Natural language region descriptions
>>>
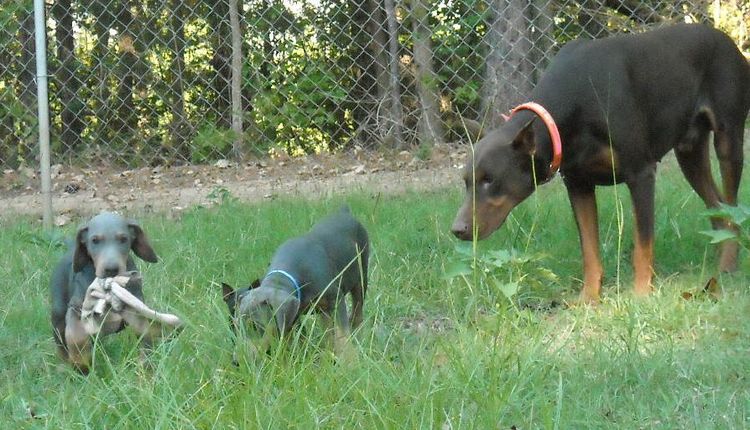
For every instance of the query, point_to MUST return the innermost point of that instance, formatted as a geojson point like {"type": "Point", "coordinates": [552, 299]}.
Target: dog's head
{"type": "Point", "coordinates": [232, 297]}
{"type": "Point", "coordinates": [266, 311]}
{"type": "Point", "coordinates": [498, 177]}
{"type": "Point", "coordinates": [106, 241]}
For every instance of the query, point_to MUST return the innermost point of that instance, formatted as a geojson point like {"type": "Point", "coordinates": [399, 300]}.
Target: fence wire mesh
{"type": "Point", "coordinates": [139, 83]}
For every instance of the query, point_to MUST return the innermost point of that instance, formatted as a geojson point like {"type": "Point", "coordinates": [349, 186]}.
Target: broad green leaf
{"type": "Point", "coordinates": [509, 289]}
{"type": "Point", "coordinates": [455, 269]}
{"type": "Point", "coordinates": [718, 236]}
<<<
• **Directions**
Collect every line with the string "return" from the records, and copy each.

• **Your response**
For every instance of the query, point_to MUST return the innermost point of that instance, formatted as a geojson point like {"type": "Point", "coordinates": [552, 299]}.
For every instance of the query, point_to MUST return the innermost point of that instance, formatted as a geojson point like {"type": "Point", "coordinates": [399, 300]}.
For every instance of the query, point_to MUST return the innermost point of that instance, formatted as a geojson point like {"type": "Point", "coordinates": [349, 186]}.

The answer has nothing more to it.